# [DOCUMENT PASSAGE]
------------------------

RFR(S): 8020151: PSR:PERF Large performance regressions when code cache is filled

Thu Aug 22 06:16:37 PDT 2013

Hi Igor,

thanks again for your comments. You are right. I will run some 
benchmarks to see if removing
the disconnect logic is feasible or not.

Best,
Albert

On 22.08.2013 12:39, Igor Veresov wrote:
> It's worth a try. But the "hotness" logic is probabilistic and 
> imprecise - it will notice only methods that are on stack during 
> safepoints. Those are going to be pretty narrow snapshots of activity. 
> I suspect that for large flat profiles (like enterprise apps and 
> friends) you could be missing methods that are rather warm in reality, 
> which will cause recompilation oscillations. Although if the 
> statistics are allowed to accumulate enough may be it's going to work 
> out, an experiment will tell. The patch is a good start, the stack 
> sampling, IMO, is totally the right approach for filtering out the hot 
> methods.

------------------------

# [AIM OF THE TASK]
Reproduce the code cache thread above word for word, from "Thu Aug 22 06:16:37" to "feasible or not.".

# [DATA SECTION]
------------------------

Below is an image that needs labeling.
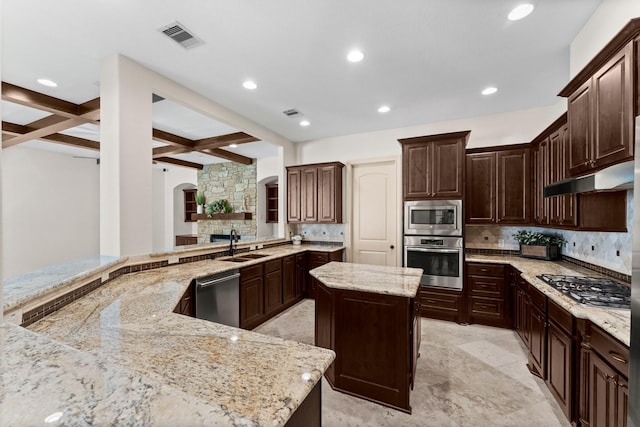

------------------------

# [FULL SOLUTION]
Thu Aug 22 06:16:37 PDT 2013

Hi Igor,

thanks again for your comments. You are right. I will run some 
benchmarks to see if removing
the disconnect logic is feasible or not.